== JOUW OPDRACHT ==
Neem alsjeblieft woordelijk over uit het gekozen fragment over Zèt, van "Als leerlinge viel" tot en met "in een andere provincie.".

Diagnose: HIV-positief

Als leerlinge viel ze op in de huishoudschool. De groep meisjes verkoos haar om hen te vertegenwoordigen bij de directie. Na drie jaar behaalde ze een certificaat algemene vorming. Daarmee vond ze tijdelijk werk in een andere provincie.

Haar vader had haar verwekt en een naam gegeven. Verder ging zijn verantwoordelijkheid niet, want ook elders had hij nog familiale verplichtingen. Toen het meisje drie jaar was, huwde haar moeder een andere man, met wie ze een gezin stichtte. Het voorkind liep er wat verweesd bij en werd enkele keren “doorgegeven” van het ene naar het andere instituut. Honger heeft het meisje nooit gekend, maar echte genegenheid vond het nergens.

Een paar keer per jaar ging het naar huis. Ze was er welkom, maar bleef toch steeds een bezoekster. Haar vader had haar de naam Marie-Rosette gegeven, maar zo kende niemand haar. Iedereen noemde haar Zèt, en met die naam zou ze door het leven gaan.

Toen we iemand nodig hadden in het vrouwenhuis, bood Zèt zich aan. Zo kwam ze bij ons inwonen. Met de glimlach zorgde ze voor de mensen die bij ons langs kwamen. Bezoekers waardeerden het vriendelijk onthaal. Maar Zèt was niet in een familie opgegroeid, en dagelijks met haar samenwerken was niet zo eenvoudig. Soms was ze wat hoekig en kort van stof. Maar niemand is perfect, en iedereen deed wat water in de wijn.

== GEGEVENSLIJST ==

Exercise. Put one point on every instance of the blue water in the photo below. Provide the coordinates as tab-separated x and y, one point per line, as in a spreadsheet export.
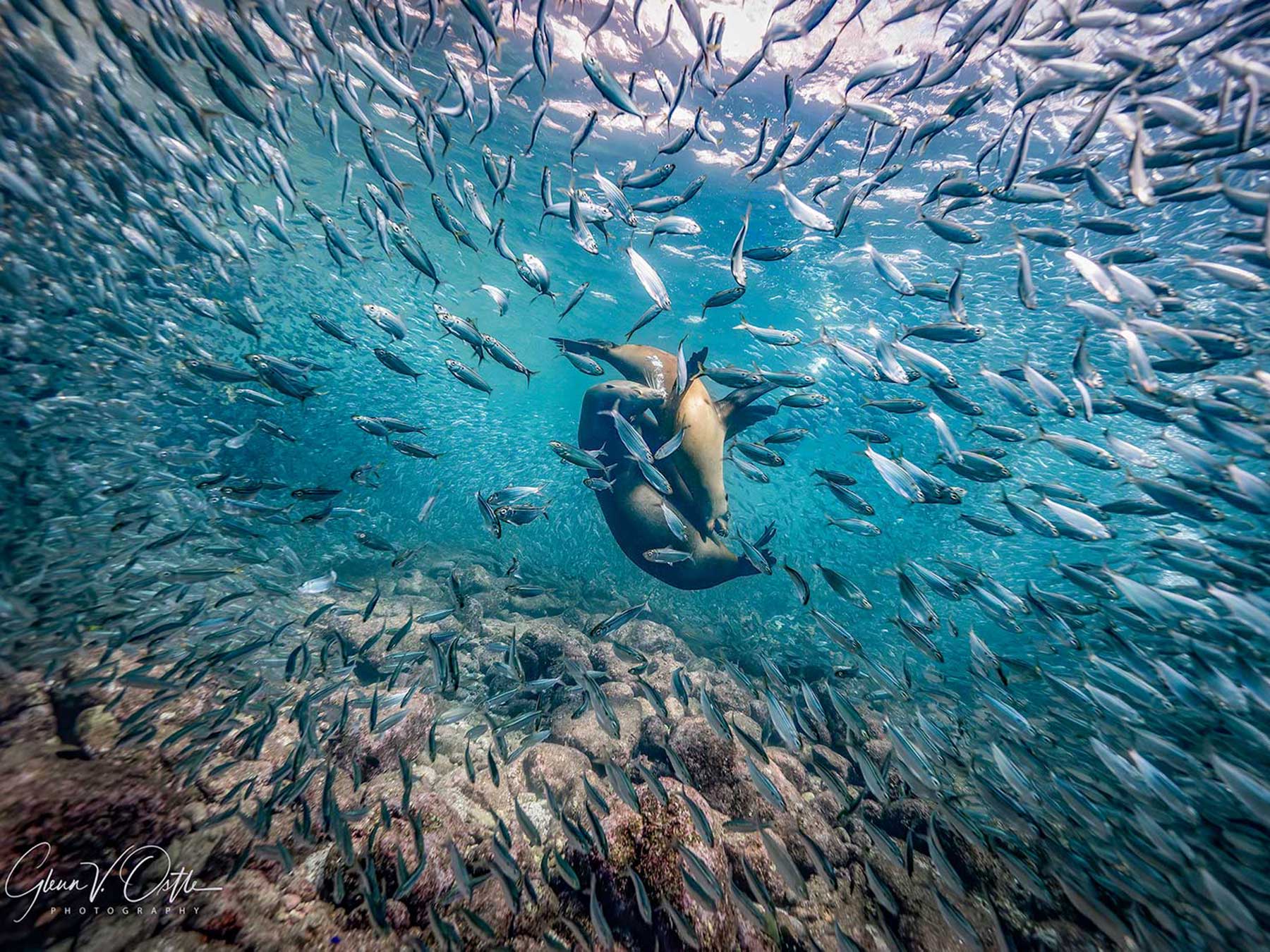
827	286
==
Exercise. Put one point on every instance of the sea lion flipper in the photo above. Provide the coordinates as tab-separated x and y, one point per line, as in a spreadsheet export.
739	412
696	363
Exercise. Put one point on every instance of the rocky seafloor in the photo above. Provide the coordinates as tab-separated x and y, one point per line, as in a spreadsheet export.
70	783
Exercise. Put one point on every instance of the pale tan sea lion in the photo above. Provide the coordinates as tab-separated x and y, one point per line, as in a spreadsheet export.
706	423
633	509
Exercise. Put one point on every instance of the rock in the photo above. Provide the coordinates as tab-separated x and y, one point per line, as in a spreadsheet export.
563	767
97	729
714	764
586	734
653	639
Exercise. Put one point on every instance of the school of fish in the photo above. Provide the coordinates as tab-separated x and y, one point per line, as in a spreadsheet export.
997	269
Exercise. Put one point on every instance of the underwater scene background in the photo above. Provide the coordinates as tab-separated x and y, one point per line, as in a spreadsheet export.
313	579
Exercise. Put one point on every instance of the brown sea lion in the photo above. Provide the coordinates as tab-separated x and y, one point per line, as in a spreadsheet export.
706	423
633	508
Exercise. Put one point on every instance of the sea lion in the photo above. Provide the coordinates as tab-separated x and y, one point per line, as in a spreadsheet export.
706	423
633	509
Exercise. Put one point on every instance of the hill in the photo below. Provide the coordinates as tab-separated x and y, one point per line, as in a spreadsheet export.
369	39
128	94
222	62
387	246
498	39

== ANTWOORD OP OEFENING ==
Als leerlinge viel ze op in de huishoudschool. De groep meisjes verkoos haar om hen te vertegenwoordigen bij de directie. Na drie jaar behaalde ze een certificaat algemene vorming. Daarmee vond ze tijdelijk werk in een andere provincie.